Begin at the line that contains "Highlight beige stucco" and stop at the end of the entries. Give those lines as a JSON list of strings, one string per line, and leave out blank lines.

━━━ Task input

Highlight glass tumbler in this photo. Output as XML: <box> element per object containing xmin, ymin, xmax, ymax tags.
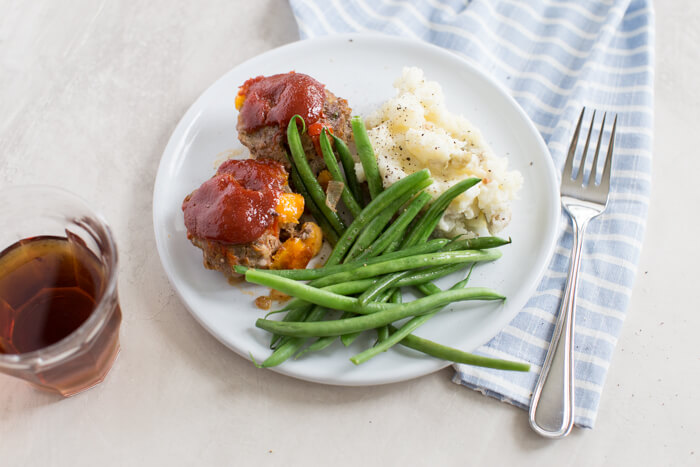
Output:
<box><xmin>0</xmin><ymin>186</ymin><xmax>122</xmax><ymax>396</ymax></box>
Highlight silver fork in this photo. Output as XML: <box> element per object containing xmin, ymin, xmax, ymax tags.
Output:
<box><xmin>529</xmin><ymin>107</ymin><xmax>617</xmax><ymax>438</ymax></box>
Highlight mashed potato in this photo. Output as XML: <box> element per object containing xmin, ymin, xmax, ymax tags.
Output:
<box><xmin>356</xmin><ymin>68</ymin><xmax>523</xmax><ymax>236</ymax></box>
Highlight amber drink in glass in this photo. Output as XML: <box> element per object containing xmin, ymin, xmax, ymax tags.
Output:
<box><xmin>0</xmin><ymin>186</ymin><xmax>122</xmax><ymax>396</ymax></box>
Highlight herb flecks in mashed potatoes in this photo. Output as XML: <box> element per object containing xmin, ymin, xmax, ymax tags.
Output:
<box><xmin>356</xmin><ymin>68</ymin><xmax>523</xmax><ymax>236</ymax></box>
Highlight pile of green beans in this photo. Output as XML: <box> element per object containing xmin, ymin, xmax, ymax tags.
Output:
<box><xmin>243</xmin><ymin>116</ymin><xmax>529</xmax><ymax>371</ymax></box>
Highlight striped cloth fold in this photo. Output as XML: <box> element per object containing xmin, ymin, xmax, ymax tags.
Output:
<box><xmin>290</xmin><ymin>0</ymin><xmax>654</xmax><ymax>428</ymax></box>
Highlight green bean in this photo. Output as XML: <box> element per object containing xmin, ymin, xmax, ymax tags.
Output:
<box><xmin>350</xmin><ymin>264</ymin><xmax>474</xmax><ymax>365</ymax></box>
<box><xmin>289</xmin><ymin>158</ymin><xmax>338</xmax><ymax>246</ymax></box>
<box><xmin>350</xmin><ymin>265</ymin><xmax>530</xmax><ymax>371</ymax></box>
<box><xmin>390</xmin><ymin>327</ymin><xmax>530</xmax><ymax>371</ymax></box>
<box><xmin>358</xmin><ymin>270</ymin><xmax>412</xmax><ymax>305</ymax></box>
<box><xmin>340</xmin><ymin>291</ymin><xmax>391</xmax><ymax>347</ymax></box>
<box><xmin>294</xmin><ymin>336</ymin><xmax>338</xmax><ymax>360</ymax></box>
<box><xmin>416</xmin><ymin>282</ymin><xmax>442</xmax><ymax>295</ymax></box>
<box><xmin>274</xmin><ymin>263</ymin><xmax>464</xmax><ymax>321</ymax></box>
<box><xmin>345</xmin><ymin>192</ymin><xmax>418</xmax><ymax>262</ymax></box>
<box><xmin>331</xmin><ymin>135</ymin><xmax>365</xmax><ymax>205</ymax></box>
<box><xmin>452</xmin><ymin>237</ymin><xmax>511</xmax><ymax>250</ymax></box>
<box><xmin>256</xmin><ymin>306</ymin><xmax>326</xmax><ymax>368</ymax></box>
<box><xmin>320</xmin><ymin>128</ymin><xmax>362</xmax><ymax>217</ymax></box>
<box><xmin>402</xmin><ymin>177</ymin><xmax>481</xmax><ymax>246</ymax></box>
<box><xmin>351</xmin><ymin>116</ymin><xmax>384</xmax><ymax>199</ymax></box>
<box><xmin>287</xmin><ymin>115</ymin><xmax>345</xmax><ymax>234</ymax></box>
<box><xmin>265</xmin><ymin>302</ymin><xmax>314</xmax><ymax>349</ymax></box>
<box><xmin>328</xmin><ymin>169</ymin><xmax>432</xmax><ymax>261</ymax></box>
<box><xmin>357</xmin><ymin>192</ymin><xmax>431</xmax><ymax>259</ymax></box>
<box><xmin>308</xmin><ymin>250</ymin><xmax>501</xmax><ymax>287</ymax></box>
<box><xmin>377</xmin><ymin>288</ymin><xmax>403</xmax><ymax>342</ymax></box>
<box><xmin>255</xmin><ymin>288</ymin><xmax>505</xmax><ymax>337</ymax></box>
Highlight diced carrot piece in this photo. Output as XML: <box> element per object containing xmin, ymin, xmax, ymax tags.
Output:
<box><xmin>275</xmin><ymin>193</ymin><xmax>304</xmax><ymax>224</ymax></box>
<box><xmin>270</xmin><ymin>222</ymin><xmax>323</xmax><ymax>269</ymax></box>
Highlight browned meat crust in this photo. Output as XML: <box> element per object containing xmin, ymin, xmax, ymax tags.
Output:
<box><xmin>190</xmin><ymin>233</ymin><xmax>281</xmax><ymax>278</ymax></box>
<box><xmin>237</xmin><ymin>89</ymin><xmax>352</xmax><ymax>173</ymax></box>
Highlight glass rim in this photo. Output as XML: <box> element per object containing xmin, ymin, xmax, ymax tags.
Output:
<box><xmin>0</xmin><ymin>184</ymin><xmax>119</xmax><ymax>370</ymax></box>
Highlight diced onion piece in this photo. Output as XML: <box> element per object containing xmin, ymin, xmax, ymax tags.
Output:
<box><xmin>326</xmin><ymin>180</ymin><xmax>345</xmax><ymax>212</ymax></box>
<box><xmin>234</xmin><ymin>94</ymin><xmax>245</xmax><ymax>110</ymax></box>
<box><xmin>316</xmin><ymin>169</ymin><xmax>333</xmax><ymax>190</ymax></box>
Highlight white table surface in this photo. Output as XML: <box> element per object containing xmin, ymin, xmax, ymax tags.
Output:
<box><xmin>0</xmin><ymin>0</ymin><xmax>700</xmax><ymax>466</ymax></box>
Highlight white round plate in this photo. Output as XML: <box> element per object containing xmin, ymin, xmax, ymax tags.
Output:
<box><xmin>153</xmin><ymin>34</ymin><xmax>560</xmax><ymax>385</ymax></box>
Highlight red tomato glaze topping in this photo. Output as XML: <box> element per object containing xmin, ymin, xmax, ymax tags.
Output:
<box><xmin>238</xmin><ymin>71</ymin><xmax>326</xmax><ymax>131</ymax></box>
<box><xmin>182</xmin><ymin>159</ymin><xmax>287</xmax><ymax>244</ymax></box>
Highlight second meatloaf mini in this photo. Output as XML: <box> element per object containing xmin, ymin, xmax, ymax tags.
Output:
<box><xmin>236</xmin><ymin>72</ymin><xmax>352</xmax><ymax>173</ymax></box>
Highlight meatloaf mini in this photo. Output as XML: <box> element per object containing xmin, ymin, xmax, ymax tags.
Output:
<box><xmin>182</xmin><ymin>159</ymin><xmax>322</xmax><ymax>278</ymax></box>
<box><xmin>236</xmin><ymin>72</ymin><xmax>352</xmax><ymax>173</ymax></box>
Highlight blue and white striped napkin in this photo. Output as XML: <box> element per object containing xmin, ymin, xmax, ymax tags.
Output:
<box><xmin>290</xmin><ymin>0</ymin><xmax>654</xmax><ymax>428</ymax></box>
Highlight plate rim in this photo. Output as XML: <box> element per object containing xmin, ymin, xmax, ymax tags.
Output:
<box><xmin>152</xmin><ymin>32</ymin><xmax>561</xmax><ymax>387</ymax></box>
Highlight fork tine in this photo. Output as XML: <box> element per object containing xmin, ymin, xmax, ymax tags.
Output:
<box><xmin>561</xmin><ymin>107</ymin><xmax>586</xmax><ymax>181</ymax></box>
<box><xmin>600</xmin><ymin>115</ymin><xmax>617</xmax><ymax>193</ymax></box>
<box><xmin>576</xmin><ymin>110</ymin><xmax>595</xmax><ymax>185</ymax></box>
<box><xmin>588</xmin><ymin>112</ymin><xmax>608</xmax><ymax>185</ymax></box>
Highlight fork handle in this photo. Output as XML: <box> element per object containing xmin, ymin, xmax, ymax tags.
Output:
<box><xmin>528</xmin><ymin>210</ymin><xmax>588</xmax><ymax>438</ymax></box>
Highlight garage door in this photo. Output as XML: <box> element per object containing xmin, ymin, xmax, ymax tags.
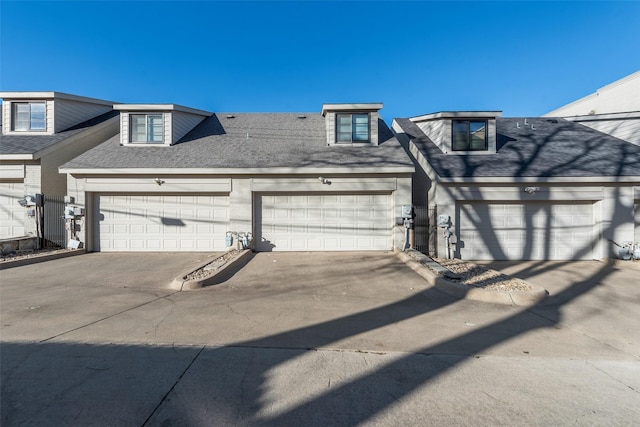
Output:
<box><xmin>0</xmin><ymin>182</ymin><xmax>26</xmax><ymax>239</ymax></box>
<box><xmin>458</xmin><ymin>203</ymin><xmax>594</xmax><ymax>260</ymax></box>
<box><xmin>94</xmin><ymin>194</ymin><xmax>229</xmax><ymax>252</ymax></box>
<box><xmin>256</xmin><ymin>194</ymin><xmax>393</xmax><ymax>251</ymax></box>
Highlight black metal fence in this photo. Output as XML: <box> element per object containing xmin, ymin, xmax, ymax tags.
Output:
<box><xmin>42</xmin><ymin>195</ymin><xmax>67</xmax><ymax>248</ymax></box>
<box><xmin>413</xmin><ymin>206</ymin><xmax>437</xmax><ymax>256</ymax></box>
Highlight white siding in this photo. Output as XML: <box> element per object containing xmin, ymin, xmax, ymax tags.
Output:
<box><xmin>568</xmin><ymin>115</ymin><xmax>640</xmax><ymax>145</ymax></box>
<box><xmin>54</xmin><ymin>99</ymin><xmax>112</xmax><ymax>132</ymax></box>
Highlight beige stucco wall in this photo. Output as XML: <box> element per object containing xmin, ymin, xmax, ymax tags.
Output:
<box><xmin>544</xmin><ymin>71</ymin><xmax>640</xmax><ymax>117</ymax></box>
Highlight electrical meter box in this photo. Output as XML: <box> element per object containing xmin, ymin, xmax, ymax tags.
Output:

━━━━━━

Completed task:
[
  "Highlight beige stucco wall in this photo. Output as XML: <box> element per object containing xmin, ymin, xmax, ymax tags.",
  "Output:",
  "<box><xmin>544</xmin><ymin>71</ymin><xmax>640</xmax><ymax>117</ymax></box>",
  "Highlight electrical meter box in this photo. Output as XML: <box> element per object containing xmin, ymin, xmax, ymax tags.",
  "Output:"
]